> Task requirements: The records that follow must be reproduced in full, with every picture excluded.

================================

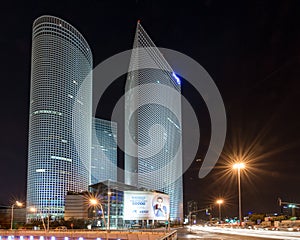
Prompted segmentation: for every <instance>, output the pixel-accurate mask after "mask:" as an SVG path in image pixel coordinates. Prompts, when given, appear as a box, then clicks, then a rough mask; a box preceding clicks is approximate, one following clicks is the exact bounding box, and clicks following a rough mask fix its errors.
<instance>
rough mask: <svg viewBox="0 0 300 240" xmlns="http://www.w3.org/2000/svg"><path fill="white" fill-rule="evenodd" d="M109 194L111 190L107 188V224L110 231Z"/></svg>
mask: <svg viewBox="0 0 300 240" xmlns="http://www.w3.org/2000/svg"><path fill="white" fill-rule="evenodd" d="M110 196H111V191H110V190H109V189H108V191H107V226H108V230H107V231H108V232H110Z"/></svg>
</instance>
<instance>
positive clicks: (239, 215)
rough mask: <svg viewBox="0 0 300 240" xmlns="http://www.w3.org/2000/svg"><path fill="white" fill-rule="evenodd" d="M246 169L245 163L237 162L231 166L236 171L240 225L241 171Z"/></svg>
mask: <svg viewBox="0 0 300 240" xmlns="http://www.w3.org/2000/svg"><path fill="white" fill-rule="evenodd" d="M245 167H246V165H245V163H242V162H239V163H235V164H233V167H232V168H233V169H234V170H235V169H237V171H238V191H239V219H240V225H241V224H242V196H241V169H244V168H245Z"/></svg>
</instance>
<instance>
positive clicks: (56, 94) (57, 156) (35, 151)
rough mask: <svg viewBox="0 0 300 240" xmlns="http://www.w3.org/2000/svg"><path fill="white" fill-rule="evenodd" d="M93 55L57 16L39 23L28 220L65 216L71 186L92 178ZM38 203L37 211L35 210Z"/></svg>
mask: <svg viewBox="0 0 300 240" xmlns="http://www.w3.org/2000/svg"><path fill="white" fill-rule="evenodd" d="M92 66H93V62H92V54H91V50H90V47H89V45H88V44H87V42H86V40H85V39H84V38H83V36H82V35H81V34H80V33H79V32H78V31H77V30H76V29H75V28H74V27H73V26H71V25H70V24H68V23H67V22H65V21H64V20H62V19H59V18H56V17H53V16H42V17H39V18H38V19H36V20H35V22H34V23H33V34H32V63H31V93H30V116H29V149H28V174H27V176H28V179H27V219H28V220H30V219H31V218H36V217H39V216H40V215H51V216H52V217H53V218H60V217H63V214H64V205H65V203H64V200H65V195H66V194H67V191H75V192H81V191H86V190H87V189H88V185H89V183H90V174H89V173H90V161H91V124H92V122H91V121H92ZM32 208H34V209H35V211H34V212H30V209H32Z"/></svg>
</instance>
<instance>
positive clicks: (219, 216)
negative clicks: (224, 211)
mask: <svg viewBox="0 0 300 240" xmlns="http://www.w3.org/2000/svg"><path fill="white" fill-rule="evenodd" d="M219 221H220V223H221V221H222V220H221V203H219Z"/></svg>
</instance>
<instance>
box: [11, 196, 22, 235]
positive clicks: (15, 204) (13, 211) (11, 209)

================================

> Exercise response:
Prompted segmentation: for every <instance>, output the pixel-accurate mask after "mask:" as an SVG path in image pixel coordinates. Prompts, when given, appear as a box, then clicks, then a rough mask; a box preceding clicks is approximate, one following clicks is the exact bounding box, and clicks following a rough mask fix its errors.
<instance>
rough mask: <svg viewBox="0 0 300 240" xmlns="http://www.w3.org/2000/svg"><path fill="white" fill-rule="evenodd" d="M109 194L111 190L107 188V224L110 231Z"/></svg>
mask: <svg viewBox="0 0 300 240" xmlns="http://www.w3.org/2000/svg"><path fill="white" fill-rule="evenodd" d="M110 196H111V191H110V190H109V189H108V191H107V226H108V230H107V231H108V232H110Z"/></svg>
</instance>
<instance>
positive clicks: (239, 215)
rough mask: <svg viewBox="0 0 300 240" xmlns="http://www.w3.org/2000/svg"><path fill="white" fill-rule="evenodd" d="M246 169L245 163L237 162L231 166L236 171L240 225L241 171Z"/></svg>
mask: <svg viewBox="0 0 300 240" xmlns="http://www.w3.org/2000/svg"><path fill="white" fill-rule="evenodd" d="M245 167H246V165H245V163H242V162H239V163H235V164H233V167H232V168H233V169H234V170H235V169H237V171H238V191H239V219H240V225H241V224H242V196H241V169H244V168H245Z"/></svg>
</instance>
<instance>
positive clicks: (56, 94) (57, 156) (35, 151)
rough mask: <svg viewBox="0 0 300 240" xmlns="http://www.w3.org/2000/svg"><path fill="white" fill-rule="evenodd" d="M93 55L57 16L39 23L28 220L65 216L71 186L92 178ZM38 203L37 211L35 210Z"/></svg>
mask: <svg viewBox="0 0 300 240" xmlns="http://www.w3.org/2000/svg"><path fill="white" fill-rule="evenodd" d="M92 66H93V62H92V54H91V50H90V47H89V45H88V44H87V42H86V40H85V39H84V38H83V36H82V35H81V34H80V33H79V32H78V31H77V30H76V29H75V28H74V27H73V26H71V25H70V24H68V23H67V22H65V21H64V20H62V19H59V18H56V17H53V16H42V17H39V18H38V19H36V20H35V22H34V23H33V34H32V63H31V93H30V116H29V149H28V174H27V176H28V179H27V219H28V220H30V219H31V218H36V217H39V216H40V215H51V216H52V217H53V218H60V217H63V214H64V205H65V203H64V200H65V195H66V194H67V191H75V192H81V191H86V190H87V189H88V185H89V183H90V174H89V173H90V161H91V124H92V122H91V121H92ZM32 208H34V209H35V211H34V212H30V209H32Z"/></svg>
</instance>
<instance>
positive clicks: (219, 216)
negative clicks: (224, 211)
mask: <svg viewBox="0 0 300 240" xmlns="http://www.w3.org/2000/svg"><path fill="white" fill-rule="evenodd" d="M219 221H220V223H221V221H222V220H221V203H219Z"/></svg>
</instance>
<instance>
box: [11, 196, 22, 235]
positive clicks: (15, 204) (13, 211) (11, 209)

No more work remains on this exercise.